_Material shown_:

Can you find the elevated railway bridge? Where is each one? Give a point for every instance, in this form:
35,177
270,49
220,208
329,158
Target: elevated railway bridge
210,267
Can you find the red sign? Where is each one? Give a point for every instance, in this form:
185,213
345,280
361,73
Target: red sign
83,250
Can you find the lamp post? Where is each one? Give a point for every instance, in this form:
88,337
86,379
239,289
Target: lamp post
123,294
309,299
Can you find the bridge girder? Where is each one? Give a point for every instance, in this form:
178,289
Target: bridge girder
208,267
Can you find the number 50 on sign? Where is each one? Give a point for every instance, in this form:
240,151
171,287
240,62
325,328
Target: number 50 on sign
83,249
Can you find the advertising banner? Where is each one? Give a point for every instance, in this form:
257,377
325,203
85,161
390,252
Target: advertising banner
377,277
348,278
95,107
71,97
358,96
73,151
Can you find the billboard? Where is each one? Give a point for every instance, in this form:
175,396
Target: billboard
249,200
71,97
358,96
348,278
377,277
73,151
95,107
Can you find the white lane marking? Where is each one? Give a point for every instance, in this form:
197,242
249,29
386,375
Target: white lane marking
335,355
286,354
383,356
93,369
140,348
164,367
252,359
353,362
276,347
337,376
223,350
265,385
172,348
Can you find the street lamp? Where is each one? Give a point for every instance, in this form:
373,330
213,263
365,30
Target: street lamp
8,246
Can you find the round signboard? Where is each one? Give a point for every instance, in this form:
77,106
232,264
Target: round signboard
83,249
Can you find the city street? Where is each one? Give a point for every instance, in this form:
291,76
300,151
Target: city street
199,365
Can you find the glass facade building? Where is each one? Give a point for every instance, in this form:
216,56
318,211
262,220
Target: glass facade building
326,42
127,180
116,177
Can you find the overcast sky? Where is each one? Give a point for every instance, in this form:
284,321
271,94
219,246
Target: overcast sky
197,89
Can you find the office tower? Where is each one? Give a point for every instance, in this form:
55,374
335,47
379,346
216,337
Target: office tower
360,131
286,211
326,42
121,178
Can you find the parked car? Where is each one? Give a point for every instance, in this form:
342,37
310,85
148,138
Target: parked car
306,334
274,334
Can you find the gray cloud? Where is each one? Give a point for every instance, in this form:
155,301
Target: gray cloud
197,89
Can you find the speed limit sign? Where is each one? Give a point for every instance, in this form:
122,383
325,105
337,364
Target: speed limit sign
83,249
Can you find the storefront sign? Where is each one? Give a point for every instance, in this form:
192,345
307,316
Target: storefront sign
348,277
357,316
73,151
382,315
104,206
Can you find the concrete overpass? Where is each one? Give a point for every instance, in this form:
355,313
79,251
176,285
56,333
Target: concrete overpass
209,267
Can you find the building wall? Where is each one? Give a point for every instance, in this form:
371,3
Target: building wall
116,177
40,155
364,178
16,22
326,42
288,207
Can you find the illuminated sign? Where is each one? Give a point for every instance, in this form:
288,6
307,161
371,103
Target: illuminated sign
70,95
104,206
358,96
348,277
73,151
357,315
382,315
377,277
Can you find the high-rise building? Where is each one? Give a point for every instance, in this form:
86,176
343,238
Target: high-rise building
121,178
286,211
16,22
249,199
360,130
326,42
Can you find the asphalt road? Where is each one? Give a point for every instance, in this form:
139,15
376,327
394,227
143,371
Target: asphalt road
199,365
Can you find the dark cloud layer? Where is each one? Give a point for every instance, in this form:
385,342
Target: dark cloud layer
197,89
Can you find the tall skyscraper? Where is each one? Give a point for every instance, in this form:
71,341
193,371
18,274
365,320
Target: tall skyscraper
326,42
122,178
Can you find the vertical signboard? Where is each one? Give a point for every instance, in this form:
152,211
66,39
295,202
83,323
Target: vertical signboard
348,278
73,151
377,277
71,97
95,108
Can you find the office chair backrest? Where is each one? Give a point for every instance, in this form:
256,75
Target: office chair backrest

_Task prompt_: Please state how many lines in the records above hold the word "chair", giving only the number.

_Answer space_: 2